╭─ Recorded information

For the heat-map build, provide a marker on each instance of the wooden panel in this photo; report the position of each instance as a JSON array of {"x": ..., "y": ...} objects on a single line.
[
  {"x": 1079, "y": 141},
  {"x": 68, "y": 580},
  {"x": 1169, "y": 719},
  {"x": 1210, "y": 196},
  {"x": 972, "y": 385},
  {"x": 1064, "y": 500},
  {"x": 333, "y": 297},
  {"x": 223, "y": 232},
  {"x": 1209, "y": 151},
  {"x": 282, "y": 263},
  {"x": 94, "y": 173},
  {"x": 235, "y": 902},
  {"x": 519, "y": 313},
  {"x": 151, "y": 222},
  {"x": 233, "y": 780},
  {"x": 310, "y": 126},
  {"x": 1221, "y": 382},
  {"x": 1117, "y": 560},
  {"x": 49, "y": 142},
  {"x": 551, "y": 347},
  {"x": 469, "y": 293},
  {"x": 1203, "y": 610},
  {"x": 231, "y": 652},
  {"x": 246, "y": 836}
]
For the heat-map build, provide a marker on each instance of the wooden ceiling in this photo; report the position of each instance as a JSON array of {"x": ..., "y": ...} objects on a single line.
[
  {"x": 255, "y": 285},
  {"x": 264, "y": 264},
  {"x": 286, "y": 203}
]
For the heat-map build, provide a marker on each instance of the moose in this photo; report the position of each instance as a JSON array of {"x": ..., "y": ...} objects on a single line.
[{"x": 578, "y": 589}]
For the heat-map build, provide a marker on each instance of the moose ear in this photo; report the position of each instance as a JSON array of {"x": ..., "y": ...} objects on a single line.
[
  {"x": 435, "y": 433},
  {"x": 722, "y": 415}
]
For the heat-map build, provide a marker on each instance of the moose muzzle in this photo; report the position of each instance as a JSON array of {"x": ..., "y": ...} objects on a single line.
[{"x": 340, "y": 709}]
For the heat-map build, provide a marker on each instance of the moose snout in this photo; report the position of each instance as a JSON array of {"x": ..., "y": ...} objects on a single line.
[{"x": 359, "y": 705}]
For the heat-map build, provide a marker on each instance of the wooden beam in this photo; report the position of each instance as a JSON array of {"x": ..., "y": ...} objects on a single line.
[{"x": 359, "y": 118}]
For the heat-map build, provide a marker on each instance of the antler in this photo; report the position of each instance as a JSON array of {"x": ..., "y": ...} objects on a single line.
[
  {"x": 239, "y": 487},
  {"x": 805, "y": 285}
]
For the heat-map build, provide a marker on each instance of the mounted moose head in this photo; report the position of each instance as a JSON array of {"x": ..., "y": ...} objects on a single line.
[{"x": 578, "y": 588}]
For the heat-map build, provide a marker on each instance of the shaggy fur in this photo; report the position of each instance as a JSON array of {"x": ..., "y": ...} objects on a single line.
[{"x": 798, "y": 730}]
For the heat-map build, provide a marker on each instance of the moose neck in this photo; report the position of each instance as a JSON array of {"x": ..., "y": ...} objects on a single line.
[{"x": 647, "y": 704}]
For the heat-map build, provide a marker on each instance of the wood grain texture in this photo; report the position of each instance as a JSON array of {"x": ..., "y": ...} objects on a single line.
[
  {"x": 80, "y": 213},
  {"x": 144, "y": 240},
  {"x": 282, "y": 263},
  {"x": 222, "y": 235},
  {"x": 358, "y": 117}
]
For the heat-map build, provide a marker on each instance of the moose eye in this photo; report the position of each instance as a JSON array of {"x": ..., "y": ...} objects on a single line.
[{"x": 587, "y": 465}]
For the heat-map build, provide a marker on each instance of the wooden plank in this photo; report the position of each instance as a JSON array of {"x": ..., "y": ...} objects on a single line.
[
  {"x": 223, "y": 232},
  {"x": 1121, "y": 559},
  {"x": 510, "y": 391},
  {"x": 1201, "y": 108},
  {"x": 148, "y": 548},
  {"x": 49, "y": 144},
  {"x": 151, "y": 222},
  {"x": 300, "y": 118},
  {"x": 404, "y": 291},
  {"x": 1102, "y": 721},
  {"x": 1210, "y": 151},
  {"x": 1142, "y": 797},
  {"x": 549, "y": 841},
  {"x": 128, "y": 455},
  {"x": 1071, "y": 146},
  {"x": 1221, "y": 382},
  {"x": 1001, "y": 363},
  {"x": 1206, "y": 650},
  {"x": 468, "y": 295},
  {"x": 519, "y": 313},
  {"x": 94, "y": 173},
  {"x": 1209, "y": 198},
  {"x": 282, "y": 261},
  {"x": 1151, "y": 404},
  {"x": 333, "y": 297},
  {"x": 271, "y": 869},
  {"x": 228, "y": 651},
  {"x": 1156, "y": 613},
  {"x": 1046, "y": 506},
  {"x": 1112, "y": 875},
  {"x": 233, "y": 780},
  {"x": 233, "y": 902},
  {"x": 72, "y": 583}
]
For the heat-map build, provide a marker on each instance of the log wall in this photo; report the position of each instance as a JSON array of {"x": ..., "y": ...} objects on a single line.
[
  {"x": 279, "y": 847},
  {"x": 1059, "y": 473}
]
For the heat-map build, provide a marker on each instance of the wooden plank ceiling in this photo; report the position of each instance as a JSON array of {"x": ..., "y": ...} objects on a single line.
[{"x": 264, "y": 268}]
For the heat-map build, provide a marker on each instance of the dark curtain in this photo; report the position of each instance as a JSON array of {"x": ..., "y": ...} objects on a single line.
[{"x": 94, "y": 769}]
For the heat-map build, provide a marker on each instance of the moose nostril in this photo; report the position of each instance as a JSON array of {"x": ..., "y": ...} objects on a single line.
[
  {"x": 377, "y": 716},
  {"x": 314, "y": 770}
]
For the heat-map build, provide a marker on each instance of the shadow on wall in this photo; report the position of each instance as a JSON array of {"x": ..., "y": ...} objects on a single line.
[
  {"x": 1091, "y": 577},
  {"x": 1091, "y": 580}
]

╰─

Stated problem » Can you revise the records above by changing every "heat-map build" to "density-map build" and leaving everything else as it is?

Response below »
For the density-map build, provide a marker on each instance of the wooden panel in this photo; report the position of each instance as a JSON array of {"x": ..., "y": ...} objects on a single line.
[
  {"x": 1079, "y": 141},
  {"x": 68, "y": 580},
  {"x": 1169, "y": 719},
  {"x": 1210, "y": 196},
  {"x": 972, "y": 385},
  {"x": 1064, "y": 500},
  {"x": 333, "y": 297},
  {"x": 223, "y": 232},
  {"x": 1209, "y": 151},
  {"x": 282, "y": 263},
  {"x": 94, "y": 173},
  {"x": 235, "y": 902},
  {"x": 519, "y": 313},
  {"x": 151, "y": 222},
  {"x": 233, "y": 780},
  {"x": 310, "y": 126},
  {"x": 1221, "y": 382},
  {"x": 1117, "y": 560},
  {"x": 49, "y": 142},
  {"x": 551, "y": 347},
  {"x": 469, "y": 293},
  {"x": 1203, "y": 610},
  {"x": 231, "y": 652},
  {"x": 246, "y": 836}
]
For the density-map build, provide a marker on each instance of the wooden ceiling in this photo; report the position of each instance as a JSON array of {"x": ..., "y": ...} objects on a single line.
[
  {"x": 255, "y": 285},
  {"x": 264, "y": 264},
  {"x": 286, "y": 203}
]
For the density-map build, provide a marker on each instance of the moose in this photo; report the position of each instance as a JSON array of {"x": ..., "y": ...} objects on a single line.
[{"x": 578, "y": 589}]
For the density-map build, provide a marker on each instance of the moose ear in this photo; report the position of each instance as a JSON array of {"x": ..., "y": ...} objects on a single line.
[
  {"x": 435, "y": 433},
  {"x": 722, "y": 415}
]
For the density-map build, provide a marker on each instance of the moose muzzle in this photo; report the position of each instance as a JSON array of {"x": ..., "y": ...} objects on a single line.
[{"x": 340, "y": 709}]
For the density-map build, provide a marker on each instance of the moose snout in this photo; report the position of each instance as a JSON array of {"x": ..., "y": ...} objects on a single line.
[{"x": 359, "y": 705}]
For the density-map build, provide a marker on each instance of the wooden beam in this photo; report the position of each instance as a JSON array of {"x": ..., "y": ...} objects on a single line.
[{"x": 359, "y": 118}]
For the density-map build, provide a marker on each instance of the antler in this photo; report the position of each instance as a JSON array of {"x": ..., "y": ...} objects on a single line.
[
  {"x": 239, "y": 487},
  {"x": 805, "y": 285}
]
For the density-map build, provide a marker on each instance of the mounted moose head in this photo; report the position of each instance as a JSON array of {"x": ..., "y": ...} objects on a single line.
[{"x": 578, "y": 588}]
For the density-map build, provide a marker on each instance of the shaggy fur in this photo; report the position of each instance as a JSON array of {"x": ..., "y": ...} objects on a single line.
[{"x": 798, "y": 730}]
For the density-map build, provide a marker on each instance of the moose neck in this photo; report the position of each instance as a JSON array of {"x": ..., "y": ...} objects on a single line.
[{"x": 647, "y": 704}]
For the density-map build, provide a marker on each instance of the wood grain texture in this photo; report the position of each instance as a JSON array of {"x": ..., "y": ...} objects on a single line.
[
  {"x": 80, "y": 213},
  {"x": 144, "y": 240},
  {"x": 282, "y": 263},
  {"x": 222, "y": 235},
  {"x": 358, "y": 117}
]
For the density-map build, provide a marker on each instance of the moose eye in this photo; report the position of each instance as a JSON array of {"x": ..., "y": ...} objects on a single line.
[{"x": 587, "y": 465}]
For the density-map build, provide a marker on each instance of the wooden plank in this photo; report the position of each instance as a JSON array of {"x": ..., "y": ...} objects on a single line.
[
  {"x": 223, "y": 232},
  {"x": 1121, "y": 559},
  {"x": 510, "y": 391},
  {"x": 1201, "y": 108},
  {"x": 148, "y": 548},
  {"x": 49, "y": 144},
  {"x": 151, "y": 222},
  {"x": 300, "y": 118},
  {"x": 404, "y": 291},
  {"x": 1102, "y": 721},
  {"x": 1210, "y": 151},
  {"x": 1142, "y": 797},
  {"x": 549, "y": 841},
  {"x": 128, "y": 455},
  {"x": 1071, "y": 146},
  {"x": 1221, "y": 382},
  {"x": 1001, "y": 363},
  {"x": 1206, "y": 650},
  {"x": 468, "y": 295},
  {"x": 519, "y": 313},
  {"x": 94, "y": 173},
  {"x": 1209, "y": 198},
  {"x": 282, "y": 261},
  {"x": 1151, "y": 404},
  {"x": 333, "y": 297},
  {"x": 271, "y": 869},
  {"x": 228, "y": 651},
  {"x": 1156, "y": 613},
  {"x": 1046, "y": 506},
  {"x": 1112, "y": 875},
  {"x": 233, "y": 780},
  {"x": 233, "y": 902},
  {"x": 72, "y": 583}
]
For the density-map build, provide a marker on each instance of the log wall in this photo; report the position of each instance as a JSON array of {"x": ..., "y": ...} objects on a single line.
[
  {"x": 279, "y": 847},
  {"x": 1059, "y": 473}
]
For the density-map build, provide a marker on each instance of the wooden plank ceiling in this photo; report the position of each instance as a JSON array of {"x": ..., "y": ...} objects on a single line.
[{"x": 264, "y": 268}]
For the density-map build, provide a marker on each instance of the dark curtain in this photo; report the position of each instance as a JSON array of {"x": ..., "y": ...} objects on a single line.
[{"x": 94, "y": 769}]
For the density-map build, provide a marker on each instance of the moose nostril in this photo; report the position of each instance as a JSON array of {"x": ..., "y": ...} objects on a single line.
[
  {"x": 377, "y": 716},
  {"x": 314, "y": 770}
]
For the density-map build, provide a marker on each instance of the shadow on wall in this photo; report the position of each instance as a JSON array of {"x": ..., "y": ...} objects on a single line.
[
  {"x": 1091, "y": 577},
  {"x": 1091, "y": 580}
]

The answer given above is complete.